▸ TASKS TO CARRY OUT:
• A. Decide whether each statement agrees with the post about the littlest CPU, answering yes or no and quoting the words of the post that settle it: (i) The poster's earlier homemade core used an 8-bit data path. (ii) The target Lattice XP3 has about 3100 LUT/FFs, roughly 2000 of which are already in use. (iii) The earlier thread on serial processor implementations turned up several designs supported by a C compiler.
• B. Write what comes next in the post about the littlest CPU, picking up after its final sentence.

▸ EXCERPTED TEXT:
####

The littlest CPU

R

rickman

I may need to add a CPU to a design I am doing. I had rolled my own
core once with a 16 bit data path and it worked out fairly well. But
it was 600 LUT/FFs and I would like to use something smaller if
possible. The target is a Lattice XP3 with about 3100 LUT/FFs and
about 2000 are currently used. I believe that once I add the CPU
core, I can take out a lot of the logic since it runs so slowly. The
fastest parallel data rate is 8 kHz with some at 1 kHz and the rest at
100 Hz. I probably would have used a CPU to start with instead of the
FPGA, but there was a possible need to handle higher speed signals
which seems to have gone away.

I recall that someone had started a thread about serial
implementations of processors that were supported by a C compiler. I
don't think any ever turned up. But the OP had some other
requirements that may have excluded a few very small designs. Are
there any CPU cores, serial or parallel, that are significantly
smaller than 600 LUT/FFs? The Lattice part has LUT memory even dual
port, so that is not a constraint, the LUTs can be used for
registers.

####

▸ DATASET SECTION:

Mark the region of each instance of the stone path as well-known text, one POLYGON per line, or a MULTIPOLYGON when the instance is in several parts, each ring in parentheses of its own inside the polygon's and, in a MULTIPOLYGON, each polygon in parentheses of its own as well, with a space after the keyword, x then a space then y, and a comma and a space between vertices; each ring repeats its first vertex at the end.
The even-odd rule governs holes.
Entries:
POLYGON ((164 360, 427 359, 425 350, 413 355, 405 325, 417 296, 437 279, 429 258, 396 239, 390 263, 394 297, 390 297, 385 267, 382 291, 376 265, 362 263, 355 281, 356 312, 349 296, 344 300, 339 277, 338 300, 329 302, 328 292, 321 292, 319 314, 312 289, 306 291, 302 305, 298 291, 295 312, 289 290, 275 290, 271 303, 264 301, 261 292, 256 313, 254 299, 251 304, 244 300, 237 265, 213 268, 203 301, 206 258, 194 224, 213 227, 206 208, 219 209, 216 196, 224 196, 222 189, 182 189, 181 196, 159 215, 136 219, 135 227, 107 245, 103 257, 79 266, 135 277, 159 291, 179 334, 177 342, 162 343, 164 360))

####

▸ EXERCISE RESULTS:
• A.
(i) No: "I had rolled my own core once with a 16 bit data path"
(ii) Yes: "The target is a Lattice XP3 with about 3100 LUT/FFs and about 2000 are currently used."
(iii) No: "I don't think any ever turned up."

• B.
Rick
 
J

John McCaskill

I may need to add a CPU to a design I am doing.  I had rolled my own
core once with a 16 bit data path and it worked out fairly well.  But
it was 600 LUT/FFs and I would like to use something smaller if
possible.  The target is a Lattice XP3 with about 3100 LUT/FFs and
about 2000 are currently used.  I believe that once I add the CPU
core, I can take out a lot of the logic since it runs so slowly.  The
fastest parallel data rate is 8 kHz with some at 1 kHz and the rest at
100 Hz.  I probably would have used a CPU to start with instead of the
FPGA, but there was a possible need to handle higher speed signals
which seems to have gone away.

I recall that someone had started a thread about serial
implementations of processors that were supported by a C compiler.  I
don't think any ever turned up.  But the OP had some other
requirements that may have excluded a few very small designs.  Are
there any CPU cores, serial or parallel, that are significantly
smaller than 600 LUT/FFs?  The Lattice part has LUT memory even dual
port, so that is not a constraint, the LUTs can be used for
registers.

Rick


The Xilinx PicoBlaze is less than 100 LUTs plus one block ram.
Someone has been working on a simple C compiler for the PicoBlaze, but
I have not tried it yet. I have used the PicoBlaze in many projects
and I am quite happy with it.

I have not used it, but Lattice has the Micro8. Have you looked at
it? It has been mentioned here as the Lattice equivalent to the
PicoBlaze.

Regards,

John McCaskill
www.FasterTechnology.com
 
A

Antti

I may need to add a CPU to a design I am doing.  I had rolled my own
core once with a 16 bit data path and it worked out fairly well.  But
it was 600 LUT/FFs and I would like to use something smaller if
possible.  The target is a Lattice XP3 with about 3100 LUT/FFs and
about 2000 are currently used.  I believe that once I add the CPU
core, I can take out a lot of the logic since it runs so slowly.  The
fastest parallel data rate is 8 kHz with some at 1 kHz and the rest at
100 Hz.  I probably would have used a CPU to start with instead of the
FPGA, but there was a possible need to handle higher speed signals
which seems to have gone away.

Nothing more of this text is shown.